Task prompt -> Where the records below have a line with "participant", that line is to be copied.

Dataset content ->
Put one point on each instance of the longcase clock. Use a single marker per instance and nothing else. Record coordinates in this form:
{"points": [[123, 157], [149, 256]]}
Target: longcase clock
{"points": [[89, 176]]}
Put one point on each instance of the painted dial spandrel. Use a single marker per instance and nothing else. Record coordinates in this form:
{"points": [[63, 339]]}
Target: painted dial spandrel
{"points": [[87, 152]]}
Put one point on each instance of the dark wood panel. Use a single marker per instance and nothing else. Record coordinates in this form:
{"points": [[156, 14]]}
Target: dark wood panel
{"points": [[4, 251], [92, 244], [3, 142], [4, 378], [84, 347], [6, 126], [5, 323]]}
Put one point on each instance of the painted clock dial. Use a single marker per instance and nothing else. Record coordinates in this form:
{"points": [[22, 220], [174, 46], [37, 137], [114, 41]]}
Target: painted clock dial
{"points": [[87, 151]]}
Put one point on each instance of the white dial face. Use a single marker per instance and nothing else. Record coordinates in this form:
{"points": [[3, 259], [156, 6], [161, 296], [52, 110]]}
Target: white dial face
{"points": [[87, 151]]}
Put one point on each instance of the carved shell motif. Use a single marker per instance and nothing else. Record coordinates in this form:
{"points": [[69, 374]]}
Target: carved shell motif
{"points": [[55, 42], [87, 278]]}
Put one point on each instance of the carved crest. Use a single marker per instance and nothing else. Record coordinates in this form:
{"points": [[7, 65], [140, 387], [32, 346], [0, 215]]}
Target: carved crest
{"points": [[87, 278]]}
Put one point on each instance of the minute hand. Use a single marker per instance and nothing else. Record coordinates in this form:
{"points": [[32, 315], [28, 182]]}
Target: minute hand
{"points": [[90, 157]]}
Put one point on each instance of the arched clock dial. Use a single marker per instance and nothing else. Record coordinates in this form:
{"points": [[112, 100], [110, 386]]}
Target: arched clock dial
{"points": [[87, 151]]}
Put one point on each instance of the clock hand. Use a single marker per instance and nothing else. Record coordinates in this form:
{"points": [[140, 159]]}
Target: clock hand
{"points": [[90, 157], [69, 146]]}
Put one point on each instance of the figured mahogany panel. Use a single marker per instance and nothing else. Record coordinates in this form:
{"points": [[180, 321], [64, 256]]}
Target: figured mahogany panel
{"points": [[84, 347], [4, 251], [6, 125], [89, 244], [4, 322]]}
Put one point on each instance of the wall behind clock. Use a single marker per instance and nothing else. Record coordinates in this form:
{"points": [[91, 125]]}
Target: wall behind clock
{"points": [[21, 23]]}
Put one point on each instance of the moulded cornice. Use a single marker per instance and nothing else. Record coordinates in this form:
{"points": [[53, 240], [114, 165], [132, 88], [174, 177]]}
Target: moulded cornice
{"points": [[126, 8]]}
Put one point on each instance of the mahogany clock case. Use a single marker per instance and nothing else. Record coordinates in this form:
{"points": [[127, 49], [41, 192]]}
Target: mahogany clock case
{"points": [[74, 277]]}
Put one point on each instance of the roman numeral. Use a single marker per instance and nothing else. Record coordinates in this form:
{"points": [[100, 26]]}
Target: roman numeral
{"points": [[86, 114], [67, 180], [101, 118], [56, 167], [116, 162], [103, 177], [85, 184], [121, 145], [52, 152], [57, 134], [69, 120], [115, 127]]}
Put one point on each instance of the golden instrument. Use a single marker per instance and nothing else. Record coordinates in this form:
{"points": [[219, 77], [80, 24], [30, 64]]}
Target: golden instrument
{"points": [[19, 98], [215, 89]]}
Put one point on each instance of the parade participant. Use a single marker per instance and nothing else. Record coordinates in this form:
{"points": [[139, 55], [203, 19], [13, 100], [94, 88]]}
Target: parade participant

Result ->
Put one point on each instance of the parade participant. Use a single marker per instance and nothing else. Record coordinates in this form:
Target: parade participant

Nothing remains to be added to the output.